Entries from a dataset
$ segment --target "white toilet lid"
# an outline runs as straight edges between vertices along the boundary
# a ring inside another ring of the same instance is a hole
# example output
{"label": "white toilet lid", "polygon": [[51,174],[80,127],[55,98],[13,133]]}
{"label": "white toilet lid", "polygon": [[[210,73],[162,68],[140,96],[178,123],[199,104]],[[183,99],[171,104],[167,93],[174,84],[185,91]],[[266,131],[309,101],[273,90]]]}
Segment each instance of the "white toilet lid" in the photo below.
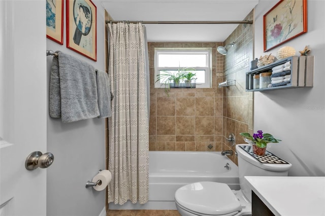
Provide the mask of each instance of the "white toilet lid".
{"label": "white toilet lid", "polygon": [[205,214],[222,215],[242,210],[239,201],[225,184],[201,182],[179,188],[176,201],[184,207]]}

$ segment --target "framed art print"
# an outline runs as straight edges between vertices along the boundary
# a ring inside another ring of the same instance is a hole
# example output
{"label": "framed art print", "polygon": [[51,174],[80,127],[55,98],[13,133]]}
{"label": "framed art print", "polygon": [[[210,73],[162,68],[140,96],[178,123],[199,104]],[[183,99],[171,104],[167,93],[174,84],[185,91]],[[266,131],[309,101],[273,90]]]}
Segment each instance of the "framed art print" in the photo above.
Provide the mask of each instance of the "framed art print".
{"label": "framed art print", "polygon": [[264,52],[307,31],[307,0],[281,0],[263,16]]}
{"label": "framed art print", "polygon": [[63,45],[63,0],[46,0],[46,38]]}
{"label": "framed art print", "polygon": [[96,6],[90,0],[67,0],[67,47],[97,60]]}

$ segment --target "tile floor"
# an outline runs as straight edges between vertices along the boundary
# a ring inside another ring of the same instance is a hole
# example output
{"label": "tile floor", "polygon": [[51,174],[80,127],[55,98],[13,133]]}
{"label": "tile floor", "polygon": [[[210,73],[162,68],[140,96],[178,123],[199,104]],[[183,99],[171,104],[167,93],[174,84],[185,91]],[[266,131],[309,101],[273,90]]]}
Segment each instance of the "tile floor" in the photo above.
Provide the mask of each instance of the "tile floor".
{"label": "tile floor", "polygon": [[109,210],[107,216],[181,216],[177,210]]}

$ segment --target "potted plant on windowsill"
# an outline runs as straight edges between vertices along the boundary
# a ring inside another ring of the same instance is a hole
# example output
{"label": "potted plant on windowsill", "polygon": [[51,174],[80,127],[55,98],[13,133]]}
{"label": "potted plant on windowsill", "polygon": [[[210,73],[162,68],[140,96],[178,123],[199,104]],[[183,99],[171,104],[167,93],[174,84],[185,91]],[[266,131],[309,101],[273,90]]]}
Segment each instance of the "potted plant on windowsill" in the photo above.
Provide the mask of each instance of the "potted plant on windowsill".
{"label": "potted plant on windowsill", "polygon": [[184,79],[185,76],[189,73],[188,71],[195,70],[192,67],[179,67],[178,70],[161,70],[159,74],[157,75],[155,83],[161,81],[161,85],[165,85],[165,92],[169,96],[169,92],[171,87],[178,87],[181,81]]}
{"label": "potted plant on windowsill", "polygon": [[192,72],[188,72],[186,73],[184,76],[184,82],[185,83],[185,86],[186,87],[189,86],[191,87],[191,83],[192,80],[195,80],[197,78],[195,78],[195,76],[197,75],[197,74],[193,73]]}
{"label": "potted plant on windowsill", "polygon": [[276,139],[269,133],[263,133],[262,130],[258,130],[257,133],[253,134],[252,136],[249,133],[240,133],[244,136],[244,140],[252,145],[253,153],[257,155],[265,155],[266,147],[269,142],[279,142],[281,139]]}

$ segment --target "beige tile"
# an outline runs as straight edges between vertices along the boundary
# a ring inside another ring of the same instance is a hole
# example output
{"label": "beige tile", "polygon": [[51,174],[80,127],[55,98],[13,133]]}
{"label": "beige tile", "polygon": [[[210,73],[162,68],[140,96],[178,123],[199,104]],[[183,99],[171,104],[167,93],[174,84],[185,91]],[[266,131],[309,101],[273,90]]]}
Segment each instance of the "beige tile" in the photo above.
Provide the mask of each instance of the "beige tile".
{"label": "beige tile", "polygon": [[222,116],[223,110],[223,98],[215,97],[214,98],[214,116]]}
{"label": "beige tile", "polygon": [[226,98],[226,105],[227,118],[236,119],[236,97],[227,97]]}
{"label": "beige tile", "polygon": [[196,135],[196,141],[214,141],[214,136],[213,135]]}
{"label": "beige tile", "polygon": [[231,133],[234,134],[236,133],[236,121],[233,119],[227,118],[226,134],[225,136],[228,137],[229,134]]}
{"label": "beige tile", "polygon": [[157,117],[157,134],[174,135],[175,134],[175,117]]}
{"label": "beige tile", "polygon": [[216,142],[215,145],[216,152],[221,152],[222,151],[222,143],[221,142]]}
{"label": "beige tile", "polygon": [[175,116],[175,97],[157,98],[157,116]]}
{"label": "beige tile", "polygon": [[213,135],[214,118],[213,117],[196,117],[196,135]]}
{"label": "beige tile", "polygon": [[135,216],[136,211],[134,210],[109,209],[106,215],[107,216]]}
{"label": "beige tile", "polygon": [[134,210],[135,216],[165,216],[165,212],[161,210]]}
{"label": "beige tile", "polygon": [[185,142],[176,142],[176,151],[185,151],[186,149],[185,148]]}
{"label": "beige tile", "polygon": [[194,134],[194,117],[176,117],[176,135]]}
{"label": "beige tile", "polygon": [[176,141],[183,142],[190,142],[195,141],[195,136],[193,135],[178,135],[176,136]]}
{"label": "beige tile", "polygon": [[157,135],[156,136],[157,142],[173,142],[176,141],[175,135]]}
{"label": "beige tile", "polygon": [[236,109],[236,120],[248,124],[249,109],[249,96],[237,97]]}
{"label": "beige tile", "polygon": [[176,98],[176,115],[194,116],[195,98],[194,97],[178,97]]}
{"label": "beige tile", "polygon": [[165,210],[165,216],[181,216],[177,210]]}
{"label": "beige tile", "polygon": [[240,133],[243,132],[248,132],[248,124],[243,122],[236,122],[236,133],[235,134],[236,144],[245,143],[243,136],[239,134]]}
{"label": "beige tile", "polygon": [[199,116],[213,116],[214,115],[214,97],[196,97],[195,114]]}
{"label": "beige tile", "polygon": [[149,142],[149,151],[156,151],[156,142]]}
{"label": "beige tile", "polygon": [[150,116],[156,116],[157,115],[157,101],[156,97],[150,97]]}
{"label": "beige tile", "polygon": [[186,142],[185,145],[185,151],[192,152],[196,151],[195,142]]}
{"label": "beige tile", "polygon": [[155,116],[150,118],[149,121],[149,135],[155,135],[157,134],[157,127],[156,121],[157,119]]}
{"label": "beige tile", "polygon": [[175,142],[166,142],[166,151],[173,151],[176,150]]}
{"label": "beige tile", "polygon": [[156,143],[156,151],[166,151],[166,142],[157,142]]}
{"label": "beige tile", "polygon": [[206,150],[205,142],[196,142],[195,151],[197,152],[204,152]]}

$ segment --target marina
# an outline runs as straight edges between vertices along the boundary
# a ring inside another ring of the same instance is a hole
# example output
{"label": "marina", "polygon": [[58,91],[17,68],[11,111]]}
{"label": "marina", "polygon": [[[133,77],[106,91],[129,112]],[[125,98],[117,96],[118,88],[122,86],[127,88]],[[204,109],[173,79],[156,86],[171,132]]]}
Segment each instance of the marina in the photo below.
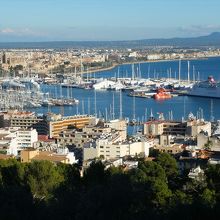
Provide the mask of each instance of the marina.
{"label": "marina", "polygon": [[[190,112],[198,114],[199,109],[203,109],[206,119],[210,119],[212,115],[217,120],[220,118],[220,113],[217,111],[217,106],[220,104],[219,99],[188,96],[187,91],[192,88],[194,83],[207,79],[209,75],[213,75],[218,81],[219,61],[220,58],[190,61],[191,66],[194,66],[190,69],[188,62],[182,61],[181,80],[177,74],[179,73],[179,61],[142,63],[140,65],[126,64],[113,70],[84,74],[83,77],[77,76],[77,79],[64,77],[62,82],[53,84],[44,83],[43,79],[38,78],[34,83],[36,88],[33,85],[32,89],[28,86],[26,92],[22,89],[16,90],[16,92],[9,88],[7,88],[7,92],[1,90],[1,108],[3,110],[7,107],[23,108],[40,114],[52,111],[54,113],[62,112],[66,116],[85,113],[105,118],[117,118],[120,116],[121,94],[121,112],[123,117],[129,118],[129,121],[134,118],[136,121],[144,121],[149,117],[151,110],[155,117],[158,113],[163,112],[165,118],[170,118],[172,115],[174,119],[179,120]],[[149,66],[152,71],[149,71]],[[137,67],[140,68],[140,71],[137,70]],[[171,71],[165,71],[166,69]],[[199,79],[195,69],[200,72]],[[197,77],[195,77],[196,75]],[[160,76],[161,78],[159,78]],[[22,82],[22,80],[20,81]],[[94,88],[94,85],[107,85],[107,82],[111,83],[111,87],[100,88],[97,86],[97,89]],[[114,85],[119,85],[120,89]],[[159,87],[172,91],[170,92],[172,97],[152,99]],[[13,101],[7,101],[9,97],[13,97],[10,99]],[[62,106],[63,108],[60,108]]]}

- What the exercise asks -
Can you copy everything in the listing from the line containing "segment --target marina" down to the line containing "Provide the mask of each instance of the marina.", both lines included, reproducing each one verbatim but leaving out any picture?

- Finished task -
$ segment --target marina
# an outline runs as straight edges between vertices along the boundary
# a ring inside another ring of the same instance is a hole
# example output
{"label": "marina", "polygon": [[58,91],[17,68],[11,111]]}
{"label": "marina", "polygon": [[[133,77],[106,91],[129,112]],[[125,98],[117,96],[118,88],[122,86],[127,88]],[[204,109],[173,79],[156,86],[171,132]]]}
Segment each instance of the marina in the photo below.
Provide the mask of each instance of the marina.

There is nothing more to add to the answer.